Per-Tenant Configuration

Each tenant can have its context generation inputs toggled on or off independently. This is stored in Tenant.contextConfig (a Json? field, schema: TenantContextConfig) and controlled from the Context Settings tab in the manage portal tenant detail page.

Input	Field	Default	When to disable
Live website crawl	`enableWebCrawl`	`true`	Pre-launch tenants, no public site, or JS-heavy sites that block crawlers
Competitor research	`enableCompetitorResearch`	`true`	Niche markets with no trackable competitors, or client request
Brand voice section	`enableBrandVoiceSection`	`true`	Tenant has not yet completed brand voice setup
Key pages section	`enableKeyPagesSection`	`true`	Early-stage clients with no published content

How it works in the pipeline:

contextConfig is loaded from the DB at job start (parallel with agentConfig), parsed via resolveContextConfig() which fills in true defaults for any missing keys.
enableWebCrawl = false → client-researcher prompt is modified to say “Do NOT crawl the website; use only the knowledge base.”
enableCompetitorResearch = false → competitor-researcher is skipped entirely; a placeholder string is passed as competitorResearchOutput directly to context-file-writer.
enableBrandVoiceSection = false → brand voice block is not appended after generation completes.
enableKeyPagesSection = false → key pages block is not appended after generation completes.

[Requirements]
1. Write out every line of the pointing data records without any change.
2. Extend the per-tenant configuration text, picking up right after its last sentence.
The text and the records come from unrelated sources.

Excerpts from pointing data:
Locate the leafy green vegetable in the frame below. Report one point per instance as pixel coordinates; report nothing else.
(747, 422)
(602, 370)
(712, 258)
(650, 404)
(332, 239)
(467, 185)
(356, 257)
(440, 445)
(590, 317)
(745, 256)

[Per-task answers]
1.
Locate the leafy green vegetable in the frame below. Report one point per instance as pixel coordinates; report nothing else.
(747, 422)
(602, 370)
(712, 258)
(650, 404)
(332, 239)
(467, 185)
(356, 257)
(440, 445)
(590, 317)
(745, 256)

2.
All defaults are true — a tenant with no contextConfig row behaves identically to a tenant with all flags explicitly set to true.

Known Issues & Improvements (April 2026)

The following bugs were identified and fixed in April 2026:

1. `revisionNotes` silently dropped

Problem: SetupJobData has a revisionNotes field populated when a user requests a revision, but none of the three agent prompts included it. The agents had no idea what the user wanted changed.

Fix: revisionNotes is now injected into all three prompts under a REVISION INSTRUCTIONS: block when present. All three agents receive the revision focus so research and synthesis can be directed accordingly.

2. `plan` not passed to client-researcher or competitor-researcher

Problem: plan was in SetupJobData and passed to context-file-writer, but not to the first two agents. Both agents were generating generic research with no awareness of the tenant’s plan tier.

Fix: plan is now included in all three agent prompts. This allows client-researcher to calibrate research depth (e.g. Agency-tier needs channel-by-channel breakdown; Free-tier needs basic profile) and competitor-researcher to prioritise accordingly.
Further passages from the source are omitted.